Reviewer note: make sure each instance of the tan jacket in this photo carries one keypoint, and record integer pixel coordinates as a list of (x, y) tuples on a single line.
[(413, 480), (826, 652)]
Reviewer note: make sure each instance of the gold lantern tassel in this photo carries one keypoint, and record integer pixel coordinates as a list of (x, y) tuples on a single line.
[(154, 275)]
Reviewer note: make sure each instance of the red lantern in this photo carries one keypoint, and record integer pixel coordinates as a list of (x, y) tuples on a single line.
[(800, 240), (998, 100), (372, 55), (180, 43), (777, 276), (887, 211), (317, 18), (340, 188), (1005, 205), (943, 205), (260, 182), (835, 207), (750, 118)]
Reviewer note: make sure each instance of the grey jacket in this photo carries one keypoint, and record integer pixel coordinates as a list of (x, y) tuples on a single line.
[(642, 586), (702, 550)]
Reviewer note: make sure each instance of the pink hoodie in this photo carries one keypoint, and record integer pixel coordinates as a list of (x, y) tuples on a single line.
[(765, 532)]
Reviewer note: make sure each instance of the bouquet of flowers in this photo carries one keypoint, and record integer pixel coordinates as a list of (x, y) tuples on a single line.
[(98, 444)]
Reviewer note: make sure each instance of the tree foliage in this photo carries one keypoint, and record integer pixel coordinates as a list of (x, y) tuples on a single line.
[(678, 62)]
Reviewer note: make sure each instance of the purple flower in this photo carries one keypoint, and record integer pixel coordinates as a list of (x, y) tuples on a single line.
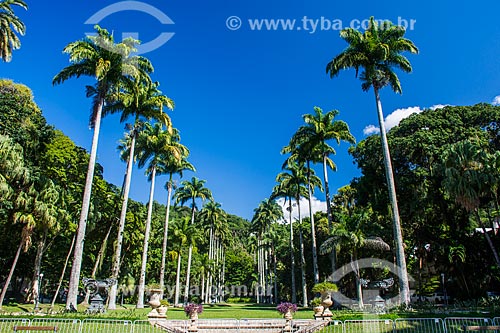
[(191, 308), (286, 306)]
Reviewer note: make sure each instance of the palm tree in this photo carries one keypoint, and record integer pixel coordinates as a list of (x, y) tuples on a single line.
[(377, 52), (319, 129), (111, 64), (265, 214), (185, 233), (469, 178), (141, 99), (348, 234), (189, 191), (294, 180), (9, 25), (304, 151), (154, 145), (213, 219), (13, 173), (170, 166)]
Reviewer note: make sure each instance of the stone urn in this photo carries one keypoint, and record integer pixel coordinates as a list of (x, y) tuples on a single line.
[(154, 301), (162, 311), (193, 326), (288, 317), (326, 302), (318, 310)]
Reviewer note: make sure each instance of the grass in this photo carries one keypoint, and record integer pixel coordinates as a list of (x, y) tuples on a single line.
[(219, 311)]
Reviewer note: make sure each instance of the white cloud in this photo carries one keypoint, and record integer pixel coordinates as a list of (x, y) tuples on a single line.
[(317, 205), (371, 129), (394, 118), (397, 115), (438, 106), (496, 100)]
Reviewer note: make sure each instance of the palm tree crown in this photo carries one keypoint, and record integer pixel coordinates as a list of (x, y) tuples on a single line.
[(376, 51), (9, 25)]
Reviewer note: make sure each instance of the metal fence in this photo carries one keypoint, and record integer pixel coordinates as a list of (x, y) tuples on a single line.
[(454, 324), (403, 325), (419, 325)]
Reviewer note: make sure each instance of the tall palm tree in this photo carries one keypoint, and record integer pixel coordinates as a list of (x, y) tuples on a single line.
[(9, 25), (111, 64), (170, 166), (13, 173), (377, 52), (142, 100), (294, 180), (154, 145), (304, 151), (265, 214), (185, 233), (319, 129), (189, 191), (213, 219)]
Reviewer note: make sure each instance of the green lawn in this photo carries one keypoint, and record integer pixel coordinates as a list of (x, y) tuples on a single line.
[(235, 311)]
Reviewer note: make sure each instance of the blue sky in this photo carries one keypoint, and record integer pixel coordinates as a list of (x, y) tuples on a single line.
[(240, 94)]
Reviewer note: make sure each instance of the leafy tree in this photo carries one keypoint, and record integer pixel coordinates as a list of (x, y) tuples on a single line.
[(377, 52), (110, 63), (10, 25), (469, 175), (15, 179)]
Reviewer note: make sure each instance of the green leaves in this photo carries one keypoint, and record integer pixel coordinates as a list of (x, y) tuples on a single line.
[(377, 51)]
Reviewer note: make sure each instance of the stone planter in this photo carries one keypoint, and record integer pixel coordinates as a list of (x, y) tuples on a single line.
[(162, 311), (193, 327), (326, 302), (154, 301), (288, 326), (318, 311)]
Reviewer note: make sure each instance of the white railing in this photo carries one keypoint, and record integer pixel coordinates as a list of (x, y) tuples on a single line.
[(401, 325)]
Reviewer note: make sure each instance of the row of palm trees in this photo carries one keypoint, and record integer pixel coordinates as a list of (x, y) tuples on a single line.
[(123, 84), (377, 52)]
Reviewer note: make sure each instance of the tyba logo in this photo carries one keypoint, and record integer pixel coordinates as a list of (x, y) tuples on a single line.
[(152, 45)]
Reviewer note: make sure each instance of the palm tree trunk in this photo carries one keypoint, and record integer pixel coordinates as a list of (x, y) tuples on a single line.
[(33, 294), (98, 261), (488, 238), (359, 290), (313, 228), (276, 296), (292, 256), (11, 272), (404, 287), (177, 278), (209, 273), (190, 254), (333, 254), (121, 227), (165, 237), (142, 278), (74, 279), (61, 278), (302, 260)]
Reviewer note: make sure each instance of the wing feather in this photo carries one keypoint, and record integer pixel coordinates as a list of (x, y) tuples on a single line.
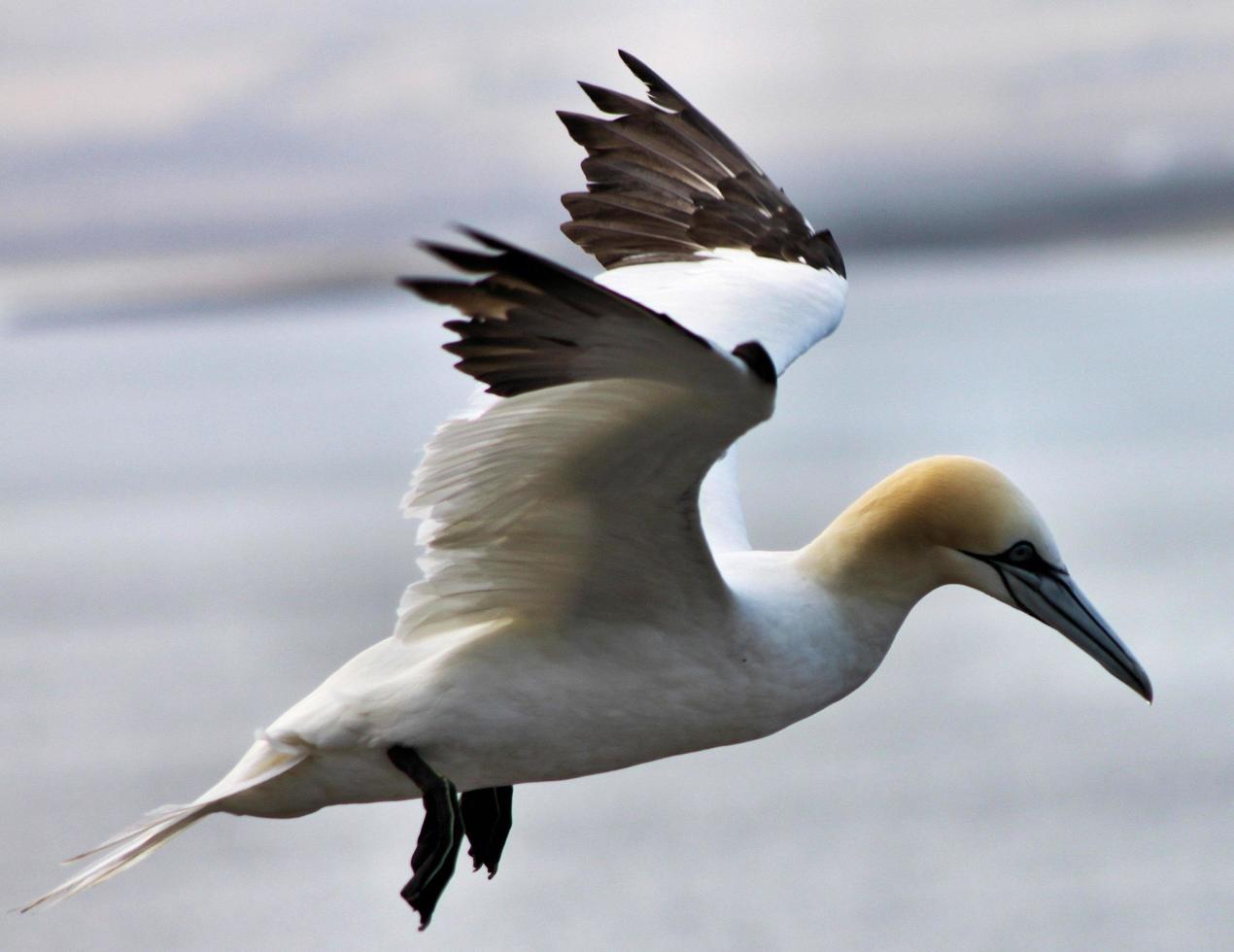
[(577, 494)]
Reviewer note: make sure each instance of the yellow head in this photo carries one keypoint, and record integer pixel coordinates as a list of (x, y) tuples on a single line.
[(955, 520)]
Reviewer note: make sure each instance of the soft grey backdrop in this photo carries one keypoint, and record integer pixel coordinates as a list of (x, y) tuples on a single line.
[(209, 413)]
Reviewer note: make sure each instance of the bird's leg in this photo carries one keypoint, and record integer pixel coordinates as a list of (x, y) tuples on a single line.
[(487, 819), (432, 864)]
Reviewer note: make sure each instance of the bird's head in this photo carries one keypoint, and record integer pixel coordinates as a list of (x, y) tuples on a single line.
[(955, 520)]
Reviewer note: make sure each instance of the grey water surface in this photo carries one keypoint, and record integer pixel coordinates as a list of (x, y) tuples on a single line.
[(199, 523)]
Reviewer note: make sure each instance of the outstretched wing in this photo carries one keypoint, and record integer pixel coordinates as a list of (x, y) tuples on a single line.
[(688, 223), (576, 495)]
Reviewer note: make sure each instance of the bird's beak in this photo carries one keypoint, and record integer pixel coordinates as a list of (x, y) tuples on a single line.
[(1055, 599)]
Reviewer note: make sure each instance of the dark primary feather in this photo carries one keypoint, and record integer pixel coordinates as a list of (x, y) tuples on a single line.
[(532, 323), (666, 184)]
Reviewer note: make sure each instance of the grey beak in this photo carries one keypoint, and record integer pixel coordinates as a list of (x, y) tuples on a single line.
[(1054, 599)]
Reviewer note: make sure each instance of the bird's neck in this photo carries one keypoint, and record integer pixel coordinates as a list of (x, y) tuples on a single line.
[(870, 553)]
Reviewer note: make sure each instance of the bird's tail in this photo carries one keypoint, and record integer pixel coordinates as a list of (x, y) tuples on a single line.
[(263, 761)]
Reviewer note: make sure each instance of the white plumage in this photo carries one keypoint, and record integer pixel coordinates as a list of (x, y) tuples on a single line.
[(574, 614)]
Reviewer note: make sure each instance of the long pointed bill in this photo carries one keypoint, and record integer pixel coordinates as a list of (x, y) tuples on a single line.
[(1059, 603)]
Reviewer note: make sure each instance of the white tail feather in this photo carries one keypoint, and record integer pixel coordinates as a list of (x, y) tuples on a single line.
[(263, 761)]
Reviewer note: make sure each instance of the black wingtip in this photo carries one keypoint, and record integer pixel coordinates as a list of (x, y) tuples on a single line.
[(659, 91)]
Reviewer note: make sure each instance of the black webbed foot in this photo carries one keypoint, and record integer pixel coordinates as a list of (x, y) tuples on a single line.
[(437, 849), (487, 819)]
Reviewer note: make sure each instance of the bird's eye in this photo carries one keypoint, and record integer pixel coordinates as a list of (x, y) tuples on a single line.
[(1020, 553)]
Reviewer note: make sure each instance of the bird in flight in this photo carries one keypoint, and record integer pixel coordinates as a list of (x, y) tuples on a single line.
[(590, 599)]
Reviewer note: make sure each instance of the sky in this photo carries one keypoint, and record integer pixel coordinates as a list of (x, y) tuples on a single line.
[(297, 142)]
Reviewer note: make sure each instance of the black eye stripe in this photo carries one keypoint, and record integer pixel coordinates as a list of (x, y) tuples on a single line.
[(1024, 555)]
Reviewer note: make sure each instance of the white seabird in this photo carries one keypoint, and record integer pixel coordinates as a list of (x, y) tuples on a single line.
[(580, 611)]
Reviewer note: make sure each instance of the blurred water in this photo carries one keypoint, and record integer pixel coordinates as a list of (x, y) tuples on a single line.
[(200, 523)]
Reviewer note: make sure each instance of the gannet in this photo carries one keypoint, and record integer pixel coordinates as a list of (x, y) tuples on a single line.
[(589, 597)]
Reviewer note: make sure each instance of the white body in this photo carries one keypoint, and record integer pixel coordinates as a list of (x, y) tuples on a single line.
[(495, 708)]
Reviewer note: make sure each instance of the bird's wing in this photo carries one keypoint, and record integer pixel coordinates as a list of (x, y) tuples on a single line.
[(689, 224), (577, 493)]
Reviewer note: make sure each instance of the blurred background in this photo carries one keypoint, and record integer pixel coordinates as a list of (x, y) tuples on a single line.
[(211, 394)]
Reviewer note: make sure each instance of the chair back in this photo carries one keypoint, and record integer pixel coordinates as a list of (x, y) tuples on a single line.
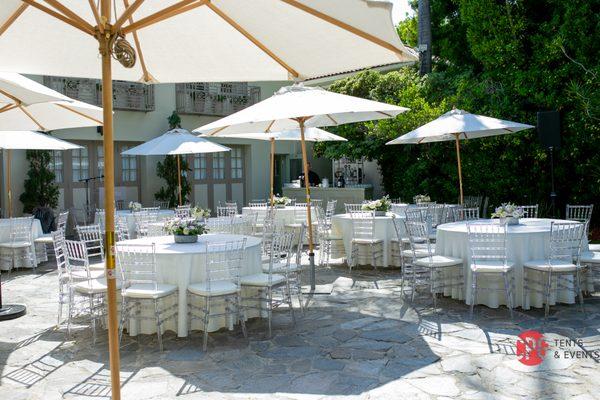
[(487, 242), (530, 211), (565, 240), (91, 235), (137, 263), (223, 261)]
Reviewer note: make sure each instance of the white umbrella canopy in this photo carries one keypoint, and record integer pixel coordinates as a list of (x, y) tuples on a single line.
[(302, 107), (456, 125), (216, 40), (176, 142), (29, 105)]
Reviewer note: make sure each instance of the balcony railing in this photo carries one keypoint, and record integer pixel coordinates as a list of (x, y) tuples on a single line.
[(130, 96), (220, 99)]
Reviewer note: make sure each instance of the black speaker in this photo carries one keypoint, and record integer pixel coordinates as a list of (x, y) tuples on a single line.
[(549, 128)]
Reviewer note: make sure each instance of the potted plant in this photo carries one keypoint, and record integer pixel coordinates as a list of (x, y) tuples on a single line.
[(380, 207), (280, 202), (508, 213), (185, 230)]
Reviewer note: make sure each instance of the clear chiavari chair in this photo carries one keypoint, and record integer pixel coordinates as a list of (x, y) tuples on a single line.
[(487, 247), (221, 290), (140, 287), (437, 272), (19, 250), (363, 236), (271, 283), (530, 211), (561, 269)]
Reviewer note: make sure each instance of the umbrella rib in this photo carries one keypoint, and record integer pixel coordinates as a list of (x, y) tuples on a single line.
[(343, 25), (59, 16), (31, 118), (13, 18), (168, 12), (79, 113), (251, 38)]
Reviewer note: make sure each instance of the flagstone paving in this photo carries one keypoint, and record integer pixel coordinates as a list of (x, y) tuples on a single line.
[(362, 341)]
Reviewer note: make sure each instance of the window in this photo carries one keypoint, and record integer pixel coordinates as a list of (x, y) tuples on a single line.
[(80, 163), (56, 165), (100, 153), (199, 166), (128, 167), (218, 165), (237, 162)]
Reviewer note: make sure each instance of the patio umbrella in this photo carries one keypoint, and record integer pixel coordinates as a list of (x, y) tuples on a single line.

*THE PROBLEM*
Rewrite the records from the line containing "Reviewer note: make sure each instance of the potted" through the line containing "211), (561, 269)]", replacing "clear chiavari chair" with "white folding chair" and leaving everything else unchanged.

*RESPONSE TO THIS EXERCISE*
Reviewer note: make sure each instance of the potted plant in this photo carries one keypoint, and record integer pixel coordinates as a list of (x, y) tuples on a single line.
[(380, 207), (280, 202), (508, 213), (185, 230)]
Reviewer note: make sure each instance of the white folding chair in this photo carries one keypoint, and record integer pixel coordinates as a list of (x, y) tuples on a single line.
[(487, 247), (221, 290), (140, 287), (437, 272), (19, 250), (363, 236), (271, 283), (530, 211), (561, 269)]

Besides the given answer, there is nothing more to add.